What you are asked to do → Reproduce the closing part of the entries exactly: the line with "Target: turquoise water" and all lines after it, ending with the last line, and nothing else.

Listing →
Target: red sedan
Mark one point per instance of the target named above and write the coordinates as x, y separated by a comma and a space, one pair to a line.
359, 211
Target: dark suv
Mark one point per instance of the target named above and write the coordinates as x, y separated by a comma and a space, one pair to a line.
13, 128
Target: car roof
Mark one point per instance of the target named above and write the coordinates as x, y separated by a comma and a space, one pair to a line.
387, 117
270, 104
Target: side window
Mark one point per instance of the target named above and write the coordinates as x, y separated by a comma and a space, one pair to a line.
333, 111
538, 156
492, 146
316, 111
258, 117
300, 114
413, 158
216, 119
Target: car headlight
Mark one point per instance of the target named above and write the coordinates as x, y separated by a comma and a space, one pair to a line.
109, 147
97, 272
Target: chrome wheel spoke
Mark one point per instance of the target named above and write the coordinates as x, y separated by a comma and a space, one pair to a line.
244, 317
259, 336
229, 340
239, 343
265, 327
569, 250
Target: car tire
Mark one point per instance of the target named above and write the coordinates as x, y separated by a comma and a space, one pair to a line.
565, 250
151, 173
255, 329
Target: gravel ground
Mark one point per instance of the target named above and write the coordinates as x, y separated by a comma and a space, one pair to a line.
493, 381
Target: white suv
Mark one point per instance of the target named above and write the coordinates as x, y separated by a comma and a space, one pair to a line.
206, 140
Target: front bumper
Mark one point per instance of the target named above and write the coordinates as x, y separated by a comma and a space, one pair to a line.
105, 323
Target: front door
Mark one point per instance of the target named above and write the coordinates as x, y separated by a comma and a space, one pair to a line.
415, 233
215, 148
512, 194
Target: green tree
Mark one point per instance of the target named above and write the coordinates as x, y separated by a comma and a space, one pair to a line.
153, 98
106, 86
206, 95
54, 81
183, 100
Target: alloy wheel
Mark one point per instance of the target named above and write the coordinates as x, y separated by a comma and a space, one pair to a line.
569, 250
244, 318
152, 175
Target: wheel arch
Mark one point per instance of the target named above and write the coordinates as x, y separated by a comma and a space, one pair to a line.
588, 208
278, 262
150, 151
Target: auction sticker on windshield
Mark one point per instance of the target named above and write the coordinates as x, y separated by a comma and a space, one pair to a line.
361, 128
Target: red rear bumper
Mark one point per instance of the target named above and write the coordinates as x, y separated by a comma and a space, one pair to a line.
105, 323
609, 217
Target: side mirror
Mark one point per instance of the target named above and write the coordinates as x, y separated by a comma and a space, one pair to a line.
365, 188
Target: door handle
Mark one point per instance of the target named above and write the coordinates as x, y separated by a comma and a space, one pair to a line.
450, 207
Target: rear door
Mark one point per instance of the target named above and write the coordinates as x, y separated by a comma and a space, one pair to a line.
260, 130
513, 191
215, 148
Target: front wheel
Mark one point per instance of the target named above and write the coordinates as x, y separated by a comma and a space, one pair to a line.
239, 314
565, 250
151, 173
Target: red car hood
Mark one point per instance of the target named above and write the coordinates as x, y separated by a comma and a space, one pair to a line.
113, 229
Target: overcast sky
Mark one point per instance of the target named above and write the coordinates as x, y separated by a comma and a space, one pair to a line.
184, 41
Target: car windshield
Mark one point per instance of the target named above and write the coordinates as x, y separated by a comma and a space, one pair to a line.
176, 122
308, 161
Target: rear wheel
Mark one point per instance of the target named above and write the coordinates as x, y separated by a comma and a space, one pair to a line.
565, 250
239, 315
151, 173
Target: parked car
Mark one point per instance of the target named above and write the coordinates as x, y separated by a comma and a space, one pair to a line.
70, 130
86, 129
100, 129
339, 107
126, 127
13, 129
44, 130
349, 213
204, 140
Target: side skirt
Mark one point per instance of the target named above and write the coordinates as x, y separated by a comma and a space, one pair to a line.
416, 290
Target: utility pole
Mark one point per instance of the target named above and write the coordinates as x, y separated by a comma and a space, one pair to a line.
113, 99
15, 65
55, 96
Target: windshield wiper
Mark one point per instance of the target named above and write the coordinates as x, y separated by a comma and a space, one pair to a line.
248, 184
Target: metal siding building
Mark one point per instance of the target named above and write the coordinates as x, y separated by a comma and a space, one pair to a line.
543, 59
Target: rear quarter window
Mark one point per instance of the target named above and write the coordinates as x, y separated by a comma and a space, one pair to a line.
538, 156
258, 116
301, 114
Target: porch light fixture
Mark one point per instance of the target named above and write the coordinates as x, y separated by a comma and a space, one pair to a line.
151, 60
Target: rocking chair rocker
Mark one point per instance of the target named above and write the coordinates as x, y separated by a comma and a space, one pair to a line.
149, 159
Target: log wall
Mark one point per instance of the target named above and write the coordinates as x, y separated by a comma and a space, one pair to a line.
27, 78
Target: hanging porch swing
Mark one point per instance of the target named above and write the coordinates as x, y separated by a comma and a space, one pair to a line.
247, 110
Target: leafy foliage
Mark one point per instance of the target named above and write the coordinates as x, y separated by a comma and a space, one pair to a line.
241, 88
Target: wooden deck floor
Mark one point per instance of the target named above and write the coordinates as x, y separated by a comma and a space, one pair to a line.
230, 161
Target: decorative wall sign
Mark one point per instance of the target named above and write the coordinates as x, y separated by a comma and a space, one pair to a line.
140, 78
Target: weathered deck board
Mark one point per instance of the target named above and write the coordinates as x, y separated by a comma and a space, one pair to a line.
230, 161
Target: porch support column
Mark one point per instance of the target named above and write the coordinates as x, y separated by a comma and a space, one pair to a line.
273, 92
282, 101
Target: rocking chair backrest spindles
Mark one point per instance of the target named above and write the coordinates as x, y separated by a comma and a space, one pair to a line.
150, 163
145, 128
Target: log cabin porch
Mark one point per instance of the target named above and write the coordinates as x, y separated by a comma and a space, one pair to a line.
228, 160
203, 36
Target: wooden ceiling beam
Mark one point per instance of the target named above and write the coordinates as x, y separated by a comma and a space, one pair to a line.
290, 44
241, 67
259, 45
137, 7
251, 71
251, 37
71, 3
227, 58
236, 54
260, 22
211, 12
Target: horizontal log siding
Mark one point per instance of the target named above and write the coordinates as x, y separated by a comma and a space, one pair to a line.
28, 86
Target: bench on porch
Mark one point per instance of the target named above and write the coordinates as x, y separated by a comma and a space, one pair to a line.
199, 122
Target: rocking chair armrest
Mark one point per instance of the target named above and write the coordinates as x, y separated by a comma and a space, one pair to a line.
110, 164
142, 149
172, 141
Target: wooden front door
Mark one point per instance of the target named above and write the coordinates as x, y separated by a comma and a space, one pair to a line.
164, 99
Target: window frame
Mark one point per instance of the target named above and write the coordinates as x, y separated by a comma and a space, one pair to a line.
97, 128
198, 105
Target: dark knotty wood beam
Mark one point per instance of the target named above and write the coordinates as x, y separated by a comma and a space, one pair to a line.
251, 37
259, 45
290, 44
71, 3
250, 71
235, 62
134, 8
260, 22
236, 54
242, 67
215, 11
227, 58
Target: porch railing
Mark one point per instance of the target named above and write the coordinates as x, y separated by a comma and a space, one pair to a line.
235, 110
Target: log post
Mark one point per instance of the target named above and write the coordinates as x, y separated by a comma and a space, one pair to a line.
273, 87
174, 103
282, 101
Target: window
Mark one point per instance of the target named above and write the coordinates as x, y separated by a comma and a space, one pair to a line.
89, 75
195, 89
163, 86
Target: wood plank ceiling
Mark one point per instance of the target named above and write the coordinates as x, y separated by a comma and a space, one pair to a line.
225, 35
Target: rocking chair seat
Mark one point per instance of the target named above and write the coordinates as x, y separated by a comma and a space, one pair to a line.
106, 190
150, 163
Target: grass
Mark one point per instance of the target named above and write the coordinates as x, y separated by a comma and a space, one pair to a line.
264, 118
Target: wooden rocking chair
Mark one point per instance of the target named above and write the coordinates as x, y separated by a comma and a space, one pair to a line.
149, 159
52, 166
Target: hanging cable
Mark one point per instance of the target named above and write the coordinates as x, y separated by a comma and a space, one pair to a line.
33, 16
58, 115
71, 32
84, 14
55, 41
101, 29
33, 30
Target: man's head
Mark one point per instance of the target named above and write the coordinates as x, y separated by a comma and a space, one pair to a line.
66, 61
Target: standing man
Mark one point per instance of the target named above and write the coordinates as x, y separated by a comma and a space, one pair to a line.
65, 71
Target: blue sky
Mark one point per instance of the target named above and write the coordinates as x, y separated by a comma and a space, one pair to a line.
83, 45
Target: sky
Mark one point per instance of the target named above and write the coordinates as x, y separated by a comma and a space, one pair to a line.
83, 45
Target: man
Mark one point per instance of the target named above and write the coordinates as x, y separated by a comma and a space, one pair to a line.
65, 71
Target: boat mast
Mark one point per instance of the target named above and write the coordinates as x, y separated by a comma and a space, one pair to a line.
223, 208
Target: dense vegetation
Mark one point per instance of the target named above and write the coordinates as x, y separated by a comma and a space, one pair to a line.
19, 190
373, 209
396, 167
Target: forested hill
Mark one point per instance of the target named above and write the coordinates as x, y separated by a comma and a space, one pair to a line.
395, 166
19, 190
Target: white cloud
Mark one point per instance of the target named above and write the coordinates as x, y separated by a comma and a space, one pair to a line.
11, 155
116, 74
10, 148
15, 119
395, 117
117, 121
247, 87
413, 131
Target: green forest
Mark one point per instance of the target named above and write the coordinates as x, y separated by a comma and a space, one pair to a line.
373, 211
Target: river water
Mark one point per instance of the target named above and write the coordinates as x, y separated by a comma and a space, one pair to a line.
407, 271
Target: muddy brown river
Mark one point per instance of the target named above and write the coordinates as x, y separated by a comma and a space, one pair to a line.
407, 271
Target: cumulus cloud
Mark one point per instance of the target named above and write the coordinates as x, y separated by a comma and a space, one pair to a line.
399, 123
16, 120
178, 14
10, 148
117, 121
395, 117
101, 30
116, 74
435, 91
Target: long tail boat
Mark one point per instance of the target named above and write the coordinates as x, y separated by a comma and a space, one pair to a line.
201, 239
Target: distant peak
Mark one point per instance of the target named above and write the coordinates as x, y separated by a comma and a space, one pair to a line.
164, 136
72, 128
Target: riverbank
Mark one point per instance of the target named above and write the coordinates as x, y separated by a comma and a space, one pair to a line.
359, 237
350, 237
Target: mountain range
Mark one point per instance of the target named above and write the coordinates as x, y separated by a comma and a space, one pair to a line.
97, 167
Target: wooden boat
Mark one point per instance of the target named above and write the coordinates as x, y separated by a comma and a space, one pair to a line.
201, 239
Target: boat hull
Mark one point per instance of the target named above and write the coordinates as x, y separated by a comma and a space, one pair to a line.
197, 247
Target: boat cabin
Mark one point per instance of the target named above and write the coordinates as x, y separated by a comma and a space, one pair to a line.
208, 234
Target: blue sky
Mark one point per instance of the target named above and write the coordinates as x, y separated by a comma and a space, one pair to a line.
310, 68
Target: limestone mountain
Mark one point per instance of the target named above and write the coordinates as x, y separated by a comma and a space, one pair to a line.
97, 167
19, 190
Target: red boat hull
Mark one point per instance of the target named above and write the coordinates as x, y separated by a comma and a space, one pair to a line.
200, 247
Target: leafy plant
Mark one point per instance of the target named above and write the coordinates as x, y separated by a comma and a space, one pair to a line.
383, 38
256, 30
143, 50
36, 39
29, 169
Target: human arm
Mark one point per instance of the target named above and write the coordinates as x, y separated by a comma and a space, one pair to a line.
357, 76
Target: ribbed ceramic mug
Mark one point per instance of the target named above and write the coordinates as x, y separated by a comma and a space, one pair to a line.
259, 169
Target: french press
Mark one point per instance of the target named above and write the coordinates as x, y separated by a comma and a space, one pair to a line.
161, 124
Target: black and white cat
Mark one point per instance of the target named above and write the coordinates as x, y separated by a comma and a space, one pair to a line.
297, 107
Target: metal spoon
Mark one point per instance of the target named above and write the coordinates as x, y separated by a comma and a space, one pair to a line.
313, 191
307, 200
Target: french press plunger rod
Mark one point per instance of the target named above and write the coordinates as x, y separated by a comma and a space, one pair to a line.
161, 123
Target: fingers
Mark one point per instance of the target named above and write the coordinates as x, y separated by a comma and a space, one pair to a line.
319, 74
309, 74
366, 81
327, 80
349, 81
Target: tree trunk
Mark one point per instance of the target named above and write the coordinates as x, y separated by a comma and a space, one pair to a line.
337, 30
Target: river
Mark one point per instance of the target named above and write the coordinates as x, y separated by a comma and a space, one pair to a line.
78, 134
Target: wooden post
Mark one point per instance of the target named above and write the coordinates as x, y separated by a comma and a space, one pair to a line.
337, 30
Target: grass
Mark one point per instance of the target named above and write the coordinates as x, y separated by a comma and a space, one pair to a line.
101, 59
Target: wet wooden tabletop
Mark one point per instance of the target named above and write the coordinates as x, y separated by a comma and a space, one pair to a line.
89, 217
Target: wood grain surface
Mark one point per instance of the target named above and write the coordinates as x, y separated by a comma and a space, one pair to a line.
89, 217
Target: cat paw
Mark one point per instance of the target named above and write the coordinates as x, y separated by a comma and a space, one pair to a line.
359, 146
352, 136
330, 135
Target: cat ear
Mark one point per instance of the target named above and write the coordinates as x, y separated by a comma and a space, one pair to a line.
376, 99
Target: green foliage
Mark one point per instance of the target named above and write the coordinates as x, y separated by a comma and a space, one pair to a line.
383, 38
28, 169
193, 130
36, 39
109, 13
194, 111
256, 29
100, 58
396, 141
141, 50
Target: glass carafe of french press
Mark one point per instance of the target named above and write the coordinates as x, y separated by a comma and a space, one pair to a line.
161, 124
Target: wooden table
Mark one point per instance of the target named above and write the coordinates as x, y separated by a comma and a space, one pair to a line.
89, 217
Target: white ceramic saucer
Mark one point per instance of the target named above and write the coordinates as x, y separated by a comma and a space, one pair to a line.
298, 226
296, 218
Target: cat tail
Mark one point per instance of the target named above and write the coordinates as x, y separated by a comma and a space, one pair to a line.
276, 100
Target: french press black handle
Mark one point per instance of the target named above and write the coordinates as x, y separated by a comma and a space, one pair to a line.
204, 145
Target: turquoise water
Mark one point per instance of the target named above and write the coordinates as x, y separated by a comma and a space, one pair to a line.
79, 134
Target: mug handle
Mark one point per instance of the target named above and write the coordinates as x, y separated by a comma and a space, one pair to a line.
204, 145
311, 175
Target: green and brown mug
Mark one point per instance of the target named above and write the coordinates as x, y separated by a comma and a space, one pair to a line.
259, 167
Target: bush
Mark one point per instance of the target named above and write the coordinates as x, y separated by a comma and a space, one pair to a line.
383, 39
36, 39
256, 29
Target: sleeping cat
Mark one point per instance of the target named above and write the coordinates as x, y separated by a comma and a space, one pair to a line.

Solution for this problem →
Target: turquoise water
Mark one point per instance of the target named above and write the coordinates as x, y separated by a comma and a space, one pair to a line.
79, 134
Target: mug handle
Mark one point per instance of the target named above and write the coordinates as x, y separated by a comma and a space, one pair to a line.
204, 145
311, 175
Target: green and brown mug
Mark one point per instance of the target named above and write the coordinates as x, y separated by a comma and a space, one pair to a line.
259, 167
Target: bush
Mark one point per instance of the target named above and write the coordinates as x, y separated by a comma and a space, one pair to a line.
383, 39
36, 39
256, 29
Target: sleeping cat
Mark one point per instance of the target named above and write the coordinates as x, y separated by a comma and a space, one pair to a line.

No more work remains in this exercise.